Campaigners say concern over underfunded children’s services has escalated after the government introduced statutory instrument 445 on 23 April without parliamentary debate or public consultation.

The move removed or weakened 65 vital legal protections for youngsters in care, leaving already vulnerable children at risk of becoming destitute and exploited or retrafficked.

Even before the new legislation, trafficked and unaccompanied children were 30 times more likely to go missing than other children their age.

Related: Ministers are using coronavirus as an excuse to erode child protection | Carolyne Willow

It remains too early to calculate how many trafficked or child refugees have already gone missing, but charities believe the numbers could be sizeable. Previous research by Ecpat (Every Child Protected Against Trafficking) UK, which campaigns to end child exploitation, reveals that one in six unaccompanied or trafficked children goes missing from care.

Last year 3,651 unaccompanied children made applications for asylum with 4,550 children identified by UK authorities as potential victims of trafficking.

Patricia Durr, chief executive of Ecpat UK, said: “The young people we’ve identified have only come to light because charities like ours are plugging gaps in support and contact and could be just the tip of the iceberg.

“This has taken place against a backdrop of government underfunding of local authority children’s services, lack of mandatory​ training on child trafficking for professionals and changes to children’s social care regulations during the pandemic.”

The young people we've identified have only come to light because charities like ours are plugging gaps in support.

Patricia Durr, Ecpat UK

A spokesperson for the the Department for Education said the government’s intervention was “about safeguarding and protecting the welfare of vulnerable children” during the pandemic.

* [Saved entries]:
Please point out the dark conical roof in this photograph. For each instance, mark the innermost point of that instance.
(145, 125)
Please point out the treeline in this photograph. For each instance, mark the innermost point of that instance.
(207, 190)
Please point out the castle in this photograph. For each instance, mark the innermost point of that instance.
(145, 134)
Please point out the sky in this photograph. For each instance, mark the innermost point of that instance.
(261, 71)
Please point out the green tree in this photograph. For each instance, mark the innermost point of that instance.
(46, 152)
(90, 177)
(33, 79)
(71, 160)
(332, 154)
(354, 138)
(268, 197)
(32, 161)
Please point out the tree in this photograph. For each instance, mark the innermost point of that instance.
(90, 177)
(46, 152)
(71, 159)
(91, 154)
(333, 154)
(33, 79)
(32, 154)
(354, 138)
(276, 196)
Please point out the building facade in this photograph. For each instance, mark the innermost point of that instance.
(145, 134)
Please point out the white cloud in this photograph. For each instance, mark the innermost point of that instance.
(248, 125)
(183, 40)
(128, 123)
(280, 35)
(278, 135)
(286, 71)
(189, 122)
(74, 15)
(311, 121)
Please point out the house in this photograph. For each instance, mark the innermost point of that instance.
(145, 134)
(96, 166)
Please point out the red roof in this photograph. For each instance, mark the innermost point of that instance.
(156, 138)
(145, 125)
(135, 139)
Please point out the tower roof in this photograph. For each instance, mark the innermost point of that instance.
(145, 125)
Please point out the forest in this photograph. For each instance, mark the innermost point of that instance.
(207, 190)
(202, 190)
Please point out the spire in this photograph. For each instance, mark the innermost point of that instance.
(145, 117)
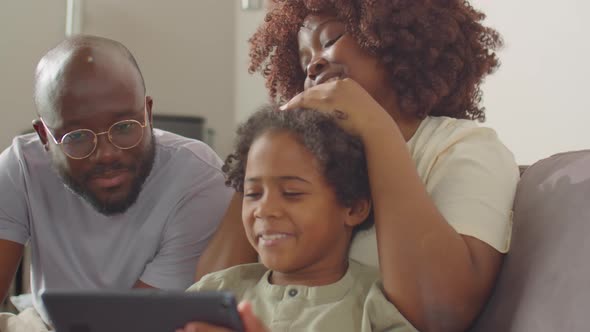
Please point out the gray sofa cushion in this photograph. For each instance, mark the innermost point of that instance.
(544, 284)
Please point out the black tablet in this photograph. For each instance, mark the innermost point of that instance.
(138, 310)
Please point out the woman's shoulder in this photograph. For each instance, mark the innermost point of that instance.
(440, 138)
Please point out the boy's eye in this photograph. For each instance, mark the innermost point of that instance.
(292, 194)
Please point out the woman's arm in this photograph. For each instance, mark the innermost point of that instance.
(437, 278)
(229, 246)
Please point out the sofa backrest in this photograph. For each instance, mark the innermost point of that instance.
(544, 284)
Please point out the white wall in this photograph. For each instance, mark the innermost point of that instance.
(539, 99)
(185, 49)
(194, 56)
(250, 90)
(28, 29)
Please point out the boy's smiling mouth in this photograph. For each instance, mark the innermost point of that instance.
(267, 239)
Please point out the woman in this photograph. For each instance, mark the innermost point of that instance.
(405, 77)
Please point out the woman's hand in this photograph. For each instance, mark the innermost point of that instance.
(352, 105)
(249, 320)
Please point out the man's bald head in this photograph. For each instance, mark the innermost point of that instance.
(77, 59)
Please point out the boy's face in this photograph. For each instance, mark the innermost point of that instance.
(290, 213)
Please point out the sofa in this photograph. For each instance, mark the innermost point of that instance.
(544, 284)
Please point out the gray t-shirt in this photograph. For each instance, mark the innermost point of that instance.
(158, 240)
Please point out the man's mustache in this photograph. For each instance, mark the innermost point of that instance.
(102, 170)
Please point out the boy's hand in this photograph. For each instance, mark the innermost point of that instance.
(249, 319)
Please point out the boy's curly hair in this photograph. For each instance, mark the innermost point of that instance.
(437, 52)
(340, 155)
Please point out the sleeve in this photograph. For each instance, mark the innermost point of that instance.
(14, 217)
(188, 230)
(473, 184)
(381, 315)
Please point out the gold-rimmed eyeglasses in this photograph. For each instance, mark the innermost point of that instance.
(81, 143)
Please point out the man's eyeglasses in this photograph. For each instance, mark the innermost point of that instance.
(81, 143)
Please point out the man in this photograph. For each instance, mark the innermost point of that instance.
(105, 200)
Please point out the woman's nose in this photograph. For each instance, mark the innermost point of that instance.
(316, 67)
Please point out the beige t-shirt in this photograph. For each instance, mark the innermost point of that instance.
(471, 177)
(355, 303)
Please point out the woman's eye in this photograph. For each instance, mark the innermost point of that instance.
(331, 41)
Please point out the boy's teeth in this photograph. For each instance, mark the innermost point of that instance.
(270, 237)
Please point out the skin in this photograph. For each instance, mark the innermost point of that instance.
(89, 83)
(437, 278)
(92, 88)
(286, 194)
(10, 255)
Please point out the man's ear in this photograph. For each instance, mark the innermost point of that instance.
(40, 129)
(358, 212)
(149, 103)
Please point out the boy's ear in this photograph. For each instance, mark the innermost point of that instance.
(359, 211)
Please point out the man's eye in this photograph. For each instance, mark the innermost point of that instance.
(74, 137)
(252, 194)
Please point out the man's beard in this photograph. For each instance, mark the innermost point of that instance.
(110, 208)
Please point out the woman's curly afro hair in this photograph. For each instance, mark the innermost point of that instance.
(340, 156)
(437, 51)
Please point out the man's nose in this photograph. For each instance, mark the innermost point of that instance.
(105, 152)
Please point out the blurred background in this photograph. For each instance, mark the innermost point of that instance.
(193, 54)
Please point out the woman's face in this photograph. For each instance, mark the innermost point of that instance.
(327, 52)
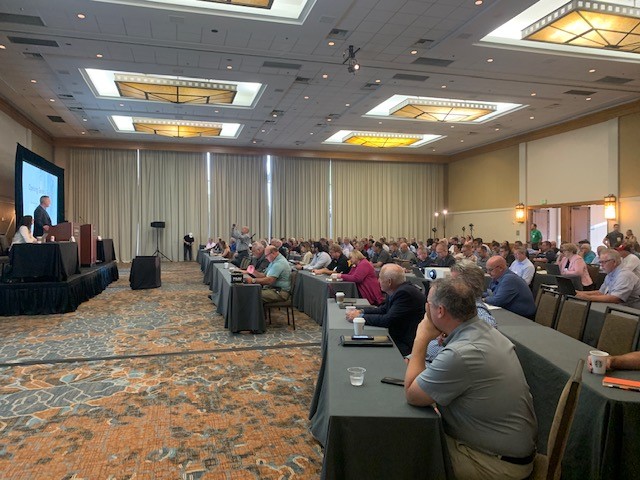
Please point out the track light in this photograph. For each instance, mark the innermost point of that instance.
(350, 60)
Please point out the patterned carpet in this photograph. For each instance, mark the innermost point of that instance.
(169, 397)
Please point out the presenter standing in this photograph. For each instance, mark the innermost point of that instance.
(41, 219)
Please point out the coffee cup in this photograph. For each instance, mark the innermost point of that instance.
(598, 362)
(358, 326)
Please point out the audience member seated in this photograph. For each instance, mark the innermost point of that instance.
(339, 263)
(629, 261)
(620, 285)
(401, 312)
(508, 290)
(23, 234)
(473, 276)
(364, 276)
(478, 385)
(522, 266)
(628, 361)
(320, 258)
(443, 257)
(571, 263)
(276, 279)
(546, 254)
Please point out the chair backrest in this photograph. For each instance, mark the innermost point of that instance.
(562, 420)
(572, 316)
(619, 333)
(548, 302)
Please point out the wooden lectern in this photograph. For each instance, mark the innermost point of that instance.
(88, 245)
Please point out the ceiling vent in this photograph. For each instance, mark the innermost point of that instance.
(584, 93)
(410, 78)
(21, 19)
(33, 41)
(614, 80)
(282, 66)
(432, 62)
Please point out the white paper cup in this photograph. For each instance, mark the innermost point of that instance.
(358, 326)
(598, 362)
(356, 375)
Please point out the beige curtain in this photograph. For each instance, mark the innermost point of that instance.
(101, 189)
(300, 197)
(385, 199)
(238, 194)
(173, 189)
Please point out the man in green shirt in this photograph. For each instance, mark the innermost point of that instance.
(535, 237)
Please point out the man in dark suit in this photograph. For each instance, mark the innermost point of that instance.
(401, 312)
(41, 219)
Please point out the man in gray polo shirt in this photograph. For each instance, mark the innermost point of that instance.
(478, 385)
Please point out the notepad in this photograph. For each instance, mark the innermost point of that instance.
(622, 383)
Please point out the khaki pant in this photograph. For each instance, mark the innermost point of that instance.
(471, 464)
(270, 295)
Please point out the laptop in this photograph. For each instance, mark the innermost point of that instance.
(565, 286)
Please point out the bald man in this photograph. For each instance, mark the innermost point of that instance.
(508, 290)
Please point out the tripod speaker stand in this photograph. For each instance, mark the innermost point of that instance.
(159, 226)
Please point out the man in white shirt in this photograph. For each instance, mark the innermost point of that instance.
(522, 266)
(629, 260)
(319, 260)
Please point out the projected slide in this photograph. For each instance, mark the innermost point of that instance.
(35, 183)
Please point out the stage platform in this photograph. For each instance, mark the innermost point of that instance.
(43, 298)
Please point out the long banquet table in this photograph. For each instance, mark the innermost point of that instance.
(371, 431)
(239, 304)
(605, 437)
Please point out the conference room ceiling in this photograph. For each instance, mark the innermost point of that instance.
(47, 48)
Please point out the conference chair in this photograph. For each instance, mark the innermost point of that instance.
(549, 466)
(287, 304)
(619, 333)
(572, 316)
(547, 303)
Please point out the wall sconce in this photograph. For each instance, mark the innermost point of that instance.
(610, 207)
(521, 214)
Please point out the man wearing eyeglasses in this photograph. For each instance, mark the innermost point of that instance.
(276, 279)
(620, 285)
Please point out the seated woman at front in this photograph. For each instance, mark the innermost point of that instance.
(24, 235)
(364, 276)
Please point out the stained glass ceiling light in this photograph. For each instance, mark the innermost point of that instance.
(146, 87)
(590, 24)
(441, 110)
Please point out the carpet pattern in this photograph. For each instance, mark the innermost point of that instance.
(192, 409)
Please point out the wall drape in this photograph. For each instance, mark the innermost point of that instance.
(239, 194)
(385, 199)
(101, 189)
(300, 197)
(173, 189)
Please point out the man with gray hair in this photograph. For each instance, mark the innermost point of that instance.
(620, 285)
(401, 311)
(478, 385)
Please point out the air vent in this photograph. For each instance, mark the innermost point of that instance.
(433, 62)
(614, 80)
(33, 41)
(338, 34)
(411, 78)
(32, 55)
(21, 19)
(283, 66)
(584, 93)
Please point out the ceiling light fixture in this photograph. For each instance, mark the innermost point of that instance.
(350, 60)
(591, 24)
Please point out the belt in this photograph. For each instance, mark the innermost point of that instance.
(518, 460)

* [Required action 1]:
Answer these from the article on child protections for children in care:
(a) How many legal protections did statutory instrument 445 remove or weaken?
(b) According to Ecpat UK's earlier research, what share of unaccompanied or trafficked children go missing from care?
(c) How many unaccompanied children applied for asylum last year?
* [Required action 2]: Carry on the article on child protections for trafficked and unaccompanied children, picking up after its final sentence.

* [Written reply 1]:
(a) 65
(b) One in six
(c) 3,651

* [Written reply 2]:
They added: “It is especially important that these children continue to receive the services and support they need, although the way in which this is delivered may need to change and adapt to reflect the current circumstances.”

Eleanor Brown, managing director of Caras, which supports south London asylum seekers, said:

“We have seen a notable increase in the number of young people who have gone missing or experienced homelessness as a result of the lack of contact they have had with statutory services. We are seeing some alarming outcomes.”

One case involves an unaccompanied child who arrived in the UK 12 months ago but whose face-to-face support was ended following the government’s new legislation. The 17-year-old has been missing from care for more than a month.

“He is not accessing payments from social care, leading to serious concerns about how he is surviving. He is not in touch with any statutory or support services,” said Brown.

Another, a 16-year-old, went missing at the end of last month after not receiving any visits from his social worker and becoming unhappy in foster care. When informed there were no alternatives available, the teenager disappeared to stay with “unknown friends”.

Another case involves a 20-year-old Albanian victim of trafficking whose weekly allowance was stopped shortly before lockdown and after surviving with no money to live on for three weeks disappeared.

“Any young person going missing from care is deeply troubling, but his history of trafficking coupled with the lack of basic means and reduced interaction of the local authority heightens the urgency of our concerns,” said Shpresa, a charity working with the Albanian community.

Esme Madil, from the Migrant and Refugee Children’s Legal Unit (MiCLU) which works with Shpresa, said: “Protecting children and young people should be a statutory duty. A child’s sanity and very survival should not depend on whether they are lucky enough to come toour attention.’

One Albanian teenager, now 19 but was trafficked into the UK aged 15, a child victim of trafficking, said he was struggling to with no support and just £45 a week to live on.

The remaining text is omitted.